Task to carry out
After finding the line containing "the green tree" below, please output that line and each following one through the line containing "The component shall return one point per instance of the yellow", exactly as written.

Recorded information

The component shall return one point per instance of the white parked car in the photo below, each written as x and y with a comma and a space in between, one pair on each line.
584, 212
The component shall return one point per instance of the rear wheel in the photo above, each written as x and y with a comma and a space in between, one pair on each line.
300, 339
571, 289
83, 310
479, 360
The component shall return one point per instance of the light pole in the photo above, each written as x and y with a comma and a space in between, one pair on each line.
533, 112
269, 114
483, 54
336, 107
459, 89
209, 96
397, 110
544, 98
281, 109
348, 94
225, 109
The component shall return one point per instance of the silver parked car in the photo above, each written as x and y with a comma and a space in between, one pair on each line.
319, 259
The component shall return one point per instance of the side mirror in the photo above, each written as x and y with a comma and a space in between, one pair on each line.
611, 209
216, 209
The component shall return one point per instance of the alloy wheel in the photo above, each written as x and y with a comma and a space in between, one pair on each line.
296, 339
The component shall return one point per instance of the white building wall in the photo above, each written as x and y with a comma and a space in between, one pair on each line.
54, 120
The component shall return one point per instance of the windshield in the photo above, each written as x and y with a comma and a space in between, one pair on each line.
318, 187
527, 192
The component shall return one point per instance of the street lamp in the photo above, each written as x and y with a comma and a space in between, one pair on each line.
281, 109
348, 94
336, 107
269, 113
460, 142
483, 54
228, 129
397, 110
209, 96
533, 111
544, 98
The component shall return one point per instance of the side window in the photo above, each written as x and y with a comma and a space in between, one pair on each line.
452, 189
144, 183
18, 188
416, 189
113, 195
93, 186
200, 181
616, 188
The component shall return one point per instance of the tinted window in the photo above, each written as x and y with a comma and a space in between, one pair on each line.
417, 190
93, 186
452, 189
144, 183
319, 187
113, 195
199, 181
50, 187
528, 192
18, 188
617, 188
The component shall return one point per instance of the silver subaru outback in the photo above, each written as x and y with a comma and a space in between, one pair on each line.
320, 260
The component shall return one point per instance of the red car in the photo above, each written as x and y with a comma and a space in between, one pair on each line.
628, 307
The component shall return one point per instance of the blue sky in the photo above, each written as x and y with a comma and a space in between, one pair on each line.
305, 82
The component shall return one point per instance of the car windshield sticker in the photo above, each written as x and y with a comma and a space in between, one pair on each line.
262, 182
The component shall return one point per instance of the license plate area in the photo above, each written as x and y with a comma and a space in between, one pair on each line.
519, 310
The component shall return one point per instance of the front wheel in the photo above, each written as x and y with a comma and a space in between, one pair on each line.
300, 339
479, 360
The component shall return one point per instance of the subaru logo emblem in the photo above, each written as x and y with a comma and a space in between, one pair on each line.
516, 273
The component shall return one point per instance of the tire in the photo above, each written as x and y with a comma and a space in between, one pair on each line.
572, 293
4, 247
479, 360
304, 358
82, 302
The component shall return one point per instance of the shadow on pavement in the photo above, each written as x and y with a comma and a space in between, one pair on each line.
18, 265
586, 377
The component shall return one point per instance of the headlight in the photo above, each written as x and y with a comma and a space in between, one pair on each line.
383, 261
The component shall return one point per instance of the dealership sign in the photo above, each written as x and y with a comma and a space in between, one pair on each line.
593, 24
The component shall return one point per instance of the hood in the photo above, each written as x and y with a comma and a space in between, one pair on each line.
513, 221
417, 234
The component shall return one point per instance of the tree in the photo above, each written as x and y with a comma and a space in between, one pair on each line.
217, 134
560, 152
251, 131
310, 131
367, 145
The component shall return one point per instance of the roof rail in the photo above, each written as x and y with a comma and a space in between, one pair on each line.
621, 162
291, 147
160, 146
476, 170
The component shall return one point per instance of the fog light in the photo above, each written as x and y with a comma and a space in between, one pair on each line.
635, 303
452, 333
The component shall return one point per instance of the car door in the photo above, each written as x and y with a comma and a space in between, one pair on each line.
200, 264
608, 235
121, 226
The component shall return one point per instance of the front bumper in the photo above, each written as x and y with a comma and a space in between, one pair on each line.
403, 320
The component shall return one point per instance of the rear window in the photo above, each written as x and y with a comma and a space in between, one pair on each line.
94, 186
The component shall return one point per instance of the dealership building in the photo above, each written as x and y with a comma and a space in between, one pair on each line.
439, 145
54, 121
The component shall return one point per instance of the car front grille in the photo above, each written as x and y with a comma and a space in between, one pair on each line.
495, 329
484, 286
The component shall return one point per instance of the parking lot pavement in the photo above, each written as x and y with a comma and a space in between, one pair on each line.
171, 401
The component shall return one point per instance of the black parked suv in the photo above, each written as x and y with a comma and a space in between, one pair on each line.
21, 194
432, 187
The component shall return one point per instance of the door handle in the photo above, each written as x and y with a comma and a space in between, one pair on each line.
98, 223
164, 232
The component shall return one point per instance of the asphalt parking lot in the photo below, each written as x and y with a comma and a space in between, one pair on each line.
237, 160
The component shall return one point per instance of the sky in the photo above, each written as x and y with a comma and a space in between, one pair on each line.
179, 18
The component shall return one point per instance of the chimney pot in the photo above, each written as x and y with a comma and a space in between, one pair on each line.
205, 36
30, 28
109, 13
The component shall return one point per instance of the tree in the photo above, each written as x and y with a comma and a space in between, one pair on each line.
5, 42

...

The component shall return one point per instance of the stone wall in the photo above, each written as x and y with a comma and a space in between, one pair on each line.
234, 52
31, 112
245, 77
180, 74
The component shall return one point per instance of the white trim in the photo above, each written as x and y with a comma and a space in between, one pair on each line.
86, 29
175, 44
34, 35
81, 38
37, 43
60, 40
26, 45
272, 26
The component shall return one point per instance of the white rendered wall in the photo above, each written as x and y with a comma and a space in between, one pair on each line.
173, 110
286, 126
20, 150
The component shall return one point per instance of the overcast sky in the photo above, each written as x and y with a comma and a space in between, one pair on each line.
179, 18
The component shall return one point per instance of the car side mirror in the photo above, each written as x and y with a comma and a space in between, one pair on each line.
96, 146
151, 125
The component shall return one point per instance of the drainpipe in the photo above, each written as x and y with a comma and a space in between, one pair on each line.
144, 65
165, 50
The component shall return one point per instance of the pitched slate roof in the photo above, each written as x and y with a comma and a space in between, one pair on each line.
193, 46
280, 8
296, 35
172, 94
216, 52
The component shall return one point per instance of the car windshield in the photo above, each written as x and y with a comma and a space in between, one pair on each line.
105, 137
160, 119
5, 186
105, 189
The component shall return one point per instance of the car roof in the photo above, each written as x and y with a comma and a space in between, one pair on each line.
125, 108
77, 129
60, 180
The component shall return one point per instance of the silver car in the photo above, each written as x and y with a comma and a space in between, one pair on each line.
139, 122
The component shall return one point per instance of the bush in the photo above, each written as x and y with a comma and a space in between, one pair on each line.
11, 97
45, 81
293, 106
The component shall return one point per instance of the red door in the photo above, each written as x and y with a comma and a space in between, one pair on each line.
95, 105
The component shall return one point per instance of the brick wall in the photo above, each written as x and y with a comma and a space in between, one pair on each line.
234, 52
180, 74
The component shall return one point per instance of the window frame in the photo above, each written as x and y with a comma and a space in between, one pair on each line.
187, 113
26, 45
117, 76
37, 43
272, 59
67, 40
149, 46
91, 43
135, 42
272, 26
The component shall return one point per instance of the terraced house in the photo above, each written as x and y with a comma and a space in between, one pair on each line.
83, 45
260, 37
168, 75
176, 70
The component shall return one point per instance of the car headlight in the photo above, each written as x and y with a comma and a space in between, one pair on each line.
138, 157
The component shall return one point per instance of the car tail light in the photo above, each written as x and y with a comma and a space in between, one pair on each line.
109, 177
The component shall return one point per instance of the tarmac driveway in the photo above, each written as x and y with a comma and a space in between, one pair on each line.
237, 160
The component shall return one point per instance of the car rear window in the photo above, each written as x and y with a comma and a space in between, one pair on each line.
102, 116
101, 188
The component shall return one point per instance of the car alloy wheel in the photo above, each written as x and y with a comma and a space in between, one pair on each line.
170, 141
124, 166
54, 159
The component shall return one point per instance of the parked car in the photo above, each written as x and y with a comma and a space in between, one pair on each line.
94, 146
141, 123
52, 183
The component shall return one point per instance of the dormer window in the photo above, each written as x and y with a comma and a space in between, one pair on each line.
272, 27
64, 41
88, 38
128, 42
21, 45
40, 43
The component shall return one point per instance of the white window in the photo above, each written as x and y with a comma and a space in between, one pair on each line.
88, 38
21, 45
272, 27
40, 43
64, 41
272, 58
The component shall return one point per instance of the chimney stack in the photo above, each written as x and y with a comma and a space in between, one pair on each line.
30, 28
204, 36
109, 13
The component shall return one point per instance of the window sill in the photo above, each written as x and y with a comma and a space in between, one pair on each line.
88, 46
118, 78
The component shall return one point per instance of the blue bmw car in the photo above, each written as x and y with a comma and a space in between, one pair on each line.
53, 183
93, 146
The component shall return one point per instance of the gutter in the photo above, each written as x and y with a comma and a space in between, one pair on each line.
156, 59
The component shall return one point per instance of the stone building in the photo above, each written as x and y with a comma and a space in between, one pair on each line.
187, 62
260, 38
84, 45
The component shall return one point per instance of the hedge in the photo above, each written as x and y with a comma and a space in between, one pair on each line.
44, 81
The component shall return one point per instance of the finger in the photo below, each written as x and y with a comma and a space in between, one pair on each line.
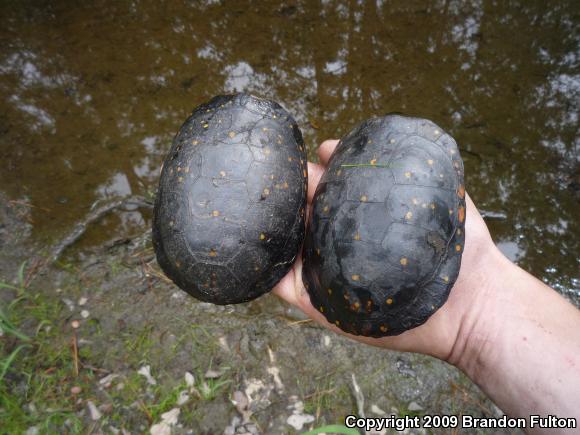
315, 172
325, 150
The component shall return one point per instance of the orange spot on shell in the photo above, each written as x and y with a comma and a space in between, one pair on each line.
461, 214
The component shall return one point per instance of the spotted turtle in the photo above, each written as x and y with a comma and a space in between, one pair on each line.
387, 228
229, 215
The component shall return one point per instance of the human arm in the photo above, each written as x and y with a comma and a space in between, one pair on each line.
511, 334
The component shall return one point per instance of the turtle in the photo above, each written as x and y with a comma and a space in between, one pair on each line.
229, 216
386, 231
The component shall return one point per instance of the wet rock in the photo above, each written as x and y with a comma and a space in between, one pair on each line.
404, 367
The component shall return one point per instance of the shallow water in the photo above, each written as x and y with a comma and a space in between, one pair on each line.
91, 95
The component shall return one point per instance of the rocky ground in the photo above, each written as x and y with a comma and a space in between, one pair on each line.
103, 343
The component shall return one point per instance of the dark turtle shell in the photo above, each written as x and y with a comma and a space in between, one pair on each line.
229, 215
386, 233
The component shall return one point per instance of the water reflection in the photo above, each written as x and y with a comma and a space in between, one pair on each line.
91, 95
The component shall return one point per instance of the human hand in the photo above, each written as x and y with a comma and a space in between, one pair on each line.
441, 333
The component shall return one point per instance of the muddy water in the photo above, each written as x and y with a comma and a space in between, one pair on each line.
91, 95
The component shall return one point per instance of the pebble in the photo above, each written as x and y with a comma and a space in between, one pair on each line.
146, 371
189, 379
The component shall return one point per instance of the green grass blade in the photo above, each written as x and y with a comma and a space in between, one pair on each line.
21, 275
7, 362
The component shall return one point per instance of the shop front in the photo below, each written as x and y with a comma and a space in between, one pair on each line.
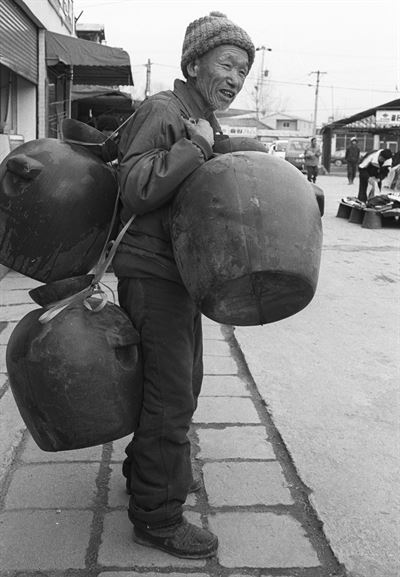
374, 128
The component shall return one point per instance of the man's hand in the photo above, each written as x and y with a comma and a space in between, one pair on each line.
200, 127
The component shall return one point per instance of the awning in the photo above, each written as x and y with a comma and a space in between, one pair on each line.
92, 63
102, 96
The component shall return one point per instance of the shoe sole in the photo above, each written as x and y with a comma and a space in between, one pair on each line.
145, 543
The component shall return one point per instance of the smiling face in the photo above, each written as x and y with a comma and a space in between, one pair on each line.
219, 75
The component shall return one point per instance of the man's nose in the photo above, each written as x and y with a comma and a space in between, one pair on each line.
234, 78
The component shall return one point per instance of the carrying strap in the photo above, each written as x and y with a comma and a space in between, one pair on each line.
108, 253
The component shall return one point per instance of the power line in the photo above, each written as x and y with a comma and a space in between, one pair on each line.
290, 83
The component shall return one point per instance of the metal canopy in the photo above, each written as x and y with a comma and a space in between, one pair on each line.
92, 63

* * *

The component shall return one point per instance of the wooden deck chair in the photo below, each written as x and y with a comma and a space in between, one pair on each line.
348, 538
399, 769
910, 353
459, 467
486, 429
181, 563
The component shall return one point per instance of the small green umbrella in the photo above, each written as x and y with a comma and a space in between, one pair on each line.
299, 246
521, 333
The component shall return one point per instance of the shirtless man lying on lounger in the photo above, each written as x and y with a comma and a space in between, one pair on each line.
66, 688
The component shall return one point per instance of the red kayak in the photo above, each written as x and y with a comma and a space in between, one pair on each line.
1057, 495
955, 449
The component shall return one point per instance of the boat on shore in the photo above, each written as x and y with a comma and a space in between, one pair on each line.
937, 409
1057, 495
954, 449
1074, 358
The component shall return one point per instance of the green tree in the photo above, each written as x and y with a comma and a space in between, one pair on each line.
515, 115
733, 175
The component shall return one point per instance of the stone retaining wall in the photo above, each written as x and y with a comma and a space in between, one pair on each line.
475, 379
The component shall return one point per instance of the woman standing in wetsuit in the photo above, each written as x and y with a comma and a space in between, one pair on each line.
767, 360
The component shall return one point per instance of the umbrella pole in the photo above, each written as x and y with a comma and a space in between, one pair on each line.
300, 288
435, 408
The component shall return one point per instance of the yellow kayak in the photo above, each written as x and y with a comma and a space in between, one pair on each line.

Solution
The component shall return one point per instance of the green tree in the photo above, each written as x and y with a comma and a space in between, one pair on each line.
515, 115
733, 175
The component shall return one point per instance of the stone retaining wall in the photo above, each written as x and y with a comma and a space in between, one pair on each line.
475, 379
The component shall return one point per instance of the woman standing in wetsuit in the photo above, each written as x and y with a comma and a space in between, one pair on each line.
767, 360
The component shall return one point per instance of the umbrella pole in the photo above, each written as x and y with a comma and a space in between, one pair on each line.
300, 288
435, 408
The component shall return one point per instance of the yellow kayak in the photo above, each written as x and y with a comma and a space in between, one pair on each line.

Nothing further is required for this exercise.